■ Prompt 1 ■
In the discussion of code coverage below, why do tests that check implementation details make refactoring harder? Answer in one to three sentences.
■ Prompt 2 ■
Continue the discussion of code coverage below from its final line.

■ Provided text ■
-------------------------
* It promotes actually looking at the code before considering it done
* It promotes refactoring
* It helps to prevent breaking changes for stuff that wasn't supposed to change
* The tests doesn't actually test functionality, edge cases etc, just that things doesn't crash in a happy-path.
* Any changes to an implementation breaks a test needlessly, because the test tests specifics of the implementation, not correctness. Thus it makes refactoring actually harder, since your test said you broke something, but you probably didn't, and now you have to double the work of writing a new test.
* In codebases for dynamic languages, most of what these tests end up catching is stuff a compiler would catch in a statically typed language.
(x,y) => x + y
Orgs targeting code coverage write a test for 1,2 => 3 and get 100% coverage and then stop as there is no incentive to go further. They don't write tests for say (1,null)
(null,null)
('x',1)
(NaN, Infinity)
-------------------------
■ Data shown ■
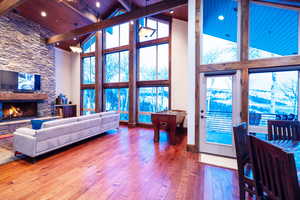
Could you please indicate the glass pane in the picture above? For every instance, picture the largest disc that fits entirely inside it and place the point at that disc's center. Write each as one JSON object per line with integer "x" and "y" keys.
{"x": 219, "y": 110}
{"x": 89, "y": 46}
{"x": 89, "y": 70}
{"x": 163, "y": 62}
{"x": 147, "y": 63}
{"x": 112, "y": 67}
{"x": 124, "y": 34}
{"x": 273, "y": 31}
{"x": 124, "y": 66}
{"x": 150, "y": 23}
{"x": 111, "y": 99}
{"x": 220, "y": 31}
{"x": 272, "y": 95}
{"x": 163, "y": 30}
{"x": 152, "y": 99}
{"x": 112, "y": 37}
{"x": 147, "y": 99}
{"x": 88, "y": 101}
{"x": 162, "y": 99}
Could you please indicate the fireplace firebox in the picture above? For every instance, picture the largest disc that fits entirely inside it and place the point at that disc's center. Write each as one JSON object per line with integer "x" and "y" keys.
{"x": 17, "y": 110}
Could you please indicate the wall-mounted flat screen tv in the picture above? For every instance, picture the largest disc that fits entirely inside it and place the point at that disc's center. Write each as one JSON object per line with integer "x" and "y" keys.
{"x": 19, "y": 81}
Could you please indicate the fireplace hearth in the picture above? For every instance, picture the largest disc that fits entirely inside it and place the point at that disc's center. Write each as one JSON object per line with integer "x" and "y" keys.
{"x": 17, "y": 110}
-------------------------
■ Written answer 1 ■
Such tests check the specifics of an implementation rather than its correctness, so any change to the implementation breaks them needlessly. The failing test says something was broken when it probably wasn't, and you then have to do double the work by writing a new test.

■ Written answer 2 ■
and so on.. these additional tests will improve coverage of scenarios and code coverage will not move.I have seen projects where a test will have sequence of steps which trigger the code but the assertion is effectively true === true, or they will replicate the same function in the test instead of generating proper mock data or myriad different absurd testing approaches. This comes from twin pressure of showing coverage and having tests pass.
Coverage is also a challenge in code which uses AI/ML libraries or that use third party services. These really need statistical testing with large volume of diverse well maintained samples and results need statistical analysis for error rates not different from how manufacturing does it, I don't see that often. For code using face detection for example a single face getting detected or not is hardly an adequate test.
Finally, it is easier to improve coverage by testing simpler code than improve coverage/ refactor a function which has say 10 nested branches, so it is not uncommon to see 90% coverage and 10% of the most used / most error prone code poorly or not tested at all.
There are some methods to address these like mutation testing, do retros for failure of tests to capture production bugs, it is not easy to measure and coverage driven orgs will not see their metrics moving by doing these.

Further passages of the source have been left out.